Entries provided —
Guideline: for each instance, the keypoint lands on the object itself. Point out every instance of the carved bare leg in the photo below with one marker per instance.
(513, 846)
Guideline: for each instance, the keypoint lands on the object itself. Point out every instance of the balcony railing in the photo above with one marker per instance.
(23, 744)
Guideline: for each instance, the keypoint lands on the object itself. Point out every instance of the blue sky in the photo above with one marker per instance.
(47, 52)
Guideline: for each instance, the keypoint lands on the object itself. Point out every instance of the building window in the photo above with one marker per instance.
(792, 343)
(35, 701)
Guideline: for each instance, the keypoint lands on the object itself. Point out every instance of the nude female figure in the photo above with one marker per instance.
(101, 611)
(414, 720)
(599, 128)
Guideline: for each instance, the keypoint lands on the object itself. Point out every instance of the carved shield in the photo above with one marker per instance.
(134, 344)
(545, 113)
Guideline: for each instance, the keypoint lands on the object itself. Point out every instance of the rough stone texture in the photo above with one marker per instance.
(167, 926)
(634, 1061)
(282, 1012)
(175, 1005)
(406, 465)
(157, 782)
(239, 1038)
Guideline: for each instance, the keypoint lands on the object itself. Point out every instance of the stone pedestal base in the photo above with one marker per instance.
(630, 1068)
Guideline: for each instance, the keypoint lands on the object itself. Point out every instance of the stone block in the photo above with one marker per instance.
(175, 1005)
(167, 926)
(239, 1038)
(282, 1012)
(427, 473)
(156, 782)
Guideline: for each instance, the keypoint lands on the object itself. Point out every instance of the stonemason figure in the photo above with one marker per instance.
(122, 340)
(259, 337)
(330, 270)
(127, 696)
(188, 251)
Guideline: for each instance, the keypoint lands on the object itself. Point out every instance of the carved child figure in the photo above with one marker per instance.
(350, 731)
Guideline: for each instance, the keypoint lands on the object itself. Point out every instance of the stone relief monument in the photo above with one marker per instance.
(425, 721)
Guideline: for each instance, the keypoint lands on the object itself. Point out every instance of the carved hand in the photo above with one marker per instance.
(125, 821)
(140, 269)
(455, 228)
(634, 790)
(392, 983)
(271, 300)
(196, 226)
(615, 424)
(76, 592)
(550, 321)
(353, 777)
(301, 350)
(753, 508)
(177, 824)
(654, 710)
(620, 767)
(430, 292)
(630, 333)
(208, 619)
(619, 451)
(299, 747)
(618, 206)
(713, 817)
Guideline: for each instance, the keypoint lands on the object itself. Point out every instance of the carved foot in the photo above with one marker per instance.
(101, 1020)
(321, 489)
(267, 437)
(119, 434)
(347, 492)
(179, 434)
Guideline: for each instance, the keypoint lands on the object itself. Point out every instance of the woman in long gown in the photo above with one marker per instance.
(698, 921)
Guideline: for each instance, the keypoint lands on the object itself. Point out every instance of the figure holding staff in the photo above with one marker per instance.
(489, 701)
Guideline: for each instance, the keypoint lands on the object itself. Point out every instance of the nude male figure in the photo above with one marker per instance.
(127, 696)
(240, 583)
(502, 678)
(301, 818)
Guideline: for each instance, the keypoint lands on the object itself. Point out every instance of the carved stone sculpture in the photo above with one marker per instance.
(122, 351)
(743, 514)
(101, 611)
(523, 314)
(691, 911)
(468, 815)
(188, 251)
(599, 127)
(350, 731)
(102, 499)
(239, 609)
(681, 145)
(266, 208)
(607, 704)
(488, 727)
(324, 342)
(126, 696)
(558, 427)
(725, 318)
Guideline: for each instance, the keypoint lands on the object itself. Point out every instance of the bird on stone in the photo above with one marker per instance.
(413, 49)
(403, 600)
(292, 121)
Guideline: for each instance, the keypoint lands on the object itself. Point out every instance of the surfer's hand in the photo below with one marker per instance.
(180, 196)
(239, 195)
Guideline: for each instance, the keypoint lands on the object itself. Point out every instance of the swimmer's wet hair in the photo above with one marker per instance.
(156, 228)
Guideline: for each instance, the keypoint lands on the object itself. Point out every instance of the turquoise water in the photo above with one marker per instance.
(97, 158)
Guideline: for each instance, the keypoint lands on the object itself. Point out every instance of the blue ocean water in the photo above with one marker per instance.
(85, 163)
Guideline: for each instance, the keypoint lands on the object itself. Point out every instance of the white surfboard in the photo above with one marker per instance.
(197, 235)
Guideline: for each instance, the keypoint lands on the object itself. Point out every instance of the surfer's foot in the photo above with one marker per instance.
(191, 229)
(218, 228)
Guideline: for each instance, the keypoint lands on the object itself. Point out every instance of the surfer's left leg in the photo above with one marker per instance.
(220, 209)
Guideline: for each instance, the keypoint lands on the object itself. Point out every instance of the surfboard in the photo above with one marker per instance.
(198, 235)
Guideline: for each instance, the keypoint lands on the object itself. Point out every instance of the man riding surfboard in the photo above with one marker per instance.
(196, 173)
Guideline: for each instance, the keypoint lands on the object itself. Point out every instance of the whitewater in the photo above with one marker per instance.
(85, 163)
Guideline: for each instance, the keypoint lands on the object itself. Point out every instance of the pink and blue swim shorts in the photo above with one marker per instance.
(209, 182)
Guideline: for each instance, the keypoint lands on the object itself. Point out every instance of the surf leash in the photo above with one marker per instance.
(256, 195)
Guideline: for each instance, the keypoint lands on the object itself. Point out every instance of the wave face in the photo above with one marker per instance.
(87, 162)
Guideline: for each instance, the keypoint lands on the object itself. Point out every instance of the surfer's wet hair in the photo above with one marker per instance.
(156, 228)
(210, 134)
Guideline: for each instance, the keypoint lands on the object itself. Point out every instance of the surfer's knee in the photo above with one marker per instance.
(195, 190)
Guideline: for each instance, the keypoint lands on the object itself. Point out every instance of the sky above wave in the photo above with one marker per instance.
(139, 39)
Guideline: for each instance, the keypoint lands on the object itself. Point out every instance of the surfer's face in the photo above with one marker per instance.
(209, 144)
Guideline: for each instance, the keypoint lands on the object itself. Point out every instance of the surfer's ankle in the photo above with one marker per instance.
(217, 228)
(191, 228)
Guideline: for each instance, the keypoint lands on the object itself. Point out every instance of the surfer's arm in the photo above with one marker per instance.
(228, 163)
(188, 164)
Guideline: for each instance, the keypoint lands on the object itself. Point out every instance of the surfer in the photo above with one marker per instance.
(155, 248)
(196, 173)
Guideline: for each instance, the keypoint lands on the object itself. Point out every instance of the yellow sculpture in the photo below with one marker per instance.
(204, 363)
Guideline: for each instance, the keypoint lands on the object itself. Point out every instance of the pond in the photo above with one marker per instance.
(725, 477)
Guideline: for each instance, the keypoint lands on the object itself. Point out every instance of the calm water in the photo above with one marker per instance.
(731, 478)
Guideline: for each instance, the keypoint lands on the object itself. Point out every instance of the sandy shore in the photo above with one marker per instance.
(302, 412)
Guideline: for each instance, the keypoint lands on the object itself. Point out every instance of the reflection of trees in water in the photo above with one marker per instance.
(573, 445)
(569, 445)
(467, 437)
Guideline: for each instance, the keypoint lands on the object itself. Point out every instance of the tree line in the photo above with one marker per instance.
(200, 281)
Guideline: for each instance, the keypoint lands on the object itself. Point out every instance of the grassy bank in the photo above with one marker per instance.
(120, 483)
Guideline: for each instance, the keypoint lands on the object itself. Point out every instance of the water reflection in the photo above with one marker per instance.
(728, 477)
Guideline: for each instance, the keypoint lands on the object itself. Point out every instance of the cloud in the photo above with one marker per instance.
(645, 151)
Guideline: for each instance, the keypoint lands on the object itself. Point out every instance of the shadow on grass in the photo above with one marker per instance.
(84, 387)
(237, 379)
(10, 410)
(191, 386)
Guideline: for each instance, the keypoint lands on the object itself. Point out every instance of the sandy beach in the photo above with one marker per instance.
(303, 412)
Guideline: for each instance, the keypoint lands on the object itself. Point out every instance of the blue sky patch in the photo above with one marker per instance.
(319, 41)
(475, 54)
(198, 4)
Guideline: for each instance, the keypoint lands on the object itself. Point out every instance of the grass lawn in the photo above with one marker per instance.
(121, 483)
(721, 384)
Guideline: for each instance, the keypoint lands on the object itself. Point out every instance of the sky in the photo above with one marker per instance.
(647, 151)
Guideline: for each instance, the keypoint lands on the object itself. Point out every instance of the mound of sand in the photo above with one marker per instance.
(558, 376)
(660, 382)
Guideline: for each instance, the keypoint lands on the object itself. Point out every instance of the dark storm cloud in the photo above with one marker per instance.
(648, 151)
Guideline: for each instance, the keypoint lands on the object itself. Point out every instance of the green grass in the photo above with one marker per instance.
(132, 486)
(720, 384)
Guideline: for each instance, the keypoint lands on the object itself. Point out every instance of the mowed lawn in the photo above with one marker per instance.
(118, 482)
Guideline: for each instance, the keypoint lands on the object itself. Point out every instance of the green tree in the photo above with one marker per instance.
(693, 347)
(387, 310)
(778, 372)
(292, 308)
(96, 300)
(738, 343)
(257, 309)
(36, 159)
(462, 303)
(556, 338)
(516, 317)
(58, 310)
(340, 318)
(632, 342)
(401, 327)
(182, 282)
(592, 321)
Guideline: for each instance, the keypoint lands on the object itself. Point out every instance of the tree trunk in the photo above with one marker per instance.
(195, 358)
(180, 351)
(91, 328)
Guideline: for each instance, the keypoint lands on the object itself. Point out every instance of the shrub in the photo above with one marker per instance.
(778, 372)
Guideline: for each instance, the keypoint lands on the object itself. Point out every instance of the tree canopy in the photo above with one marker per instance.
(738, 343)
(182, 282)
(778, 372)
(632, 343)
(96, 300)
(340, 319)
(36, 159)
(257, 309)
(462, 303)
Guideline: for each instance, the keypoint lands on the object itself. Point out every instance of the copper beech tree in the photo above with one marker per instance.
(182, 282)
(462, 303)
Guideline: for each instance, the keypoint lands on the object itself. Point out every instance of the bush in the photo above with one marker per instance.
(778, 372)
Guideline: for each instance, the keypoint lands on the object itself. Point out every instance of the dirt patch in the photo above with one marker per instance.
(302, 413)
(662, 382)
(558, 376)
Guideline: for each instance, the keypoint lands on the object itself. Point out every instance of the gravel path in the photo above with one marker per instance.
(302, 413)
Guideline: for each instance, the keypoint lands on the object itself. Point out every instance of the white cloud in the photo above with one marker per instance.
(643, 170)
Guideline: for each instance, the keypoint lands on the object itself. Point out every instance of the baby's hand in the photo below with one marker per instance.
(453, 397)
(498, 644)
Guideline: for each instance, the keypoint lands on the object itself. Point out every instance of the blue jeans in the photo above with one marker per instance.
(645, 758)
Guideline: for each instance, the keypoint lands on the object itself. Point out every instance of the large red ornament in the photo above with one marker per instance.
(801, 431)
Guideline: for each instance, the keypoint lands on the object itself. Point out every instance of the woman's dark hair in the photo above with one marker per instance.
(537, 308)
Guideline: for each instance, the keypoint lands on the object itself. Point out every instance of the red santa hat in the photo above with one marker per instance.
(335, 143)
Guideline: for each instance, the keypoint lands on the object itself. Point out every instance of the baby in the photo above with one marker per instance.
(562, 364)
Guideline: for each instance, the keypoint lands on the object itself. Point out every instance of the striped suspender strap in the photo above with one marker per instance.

What to produce — Locate "of the gravel" in the data above. Then repeat, exactly, its line and each line after it through the last, adding nothing.

Response to the exercise —
Guideline: for each instance, the keypoint lands on the object itself. Point out every instance of the gravel path in the photo above with one marker per instance.
(302, 413)
Guideline: for each instance, the keypoint lands on the object itself. Point out every instance of the white cloud in the photo above with one marker per instance.
(643, 170)
Guideline: for each instance, the keypoint lands on the object itself. Point out every instance of the baby's hand in the photo below with one marker per instance.
(453, 397)
(498, 644)
Guideline: for each instance, the keypoint lands on the object itself. Point out every instance of the blue jeans in the photo above with one marker per instance.
(645, 758)
Guideline: for each instance, the keypoint lands on the object itself. Point out every instance of the large red ornament in the photo above with one marker per instance.
(801, 431)
Guideline: for each instance, the keypoint lands on the object itself. Point out every instance of the woman's dark hair in the photo above with one marker per instance.
(537, 308)
Guideline: for each instance, the keypoint lands on the object itself. Point out every instance of the red santa hat in the photo above with one marker per instance.
(335, 143)
Guideline: for each instance, the keypoint lands on the object itself. Point out every instance of the baby in the photo above with one marker per instance.
(562, 364)
Guideline: for each instance, the keypoint lands on the object itself. Point out every instance of the striped suspender strap in the photo above with one marker per instance.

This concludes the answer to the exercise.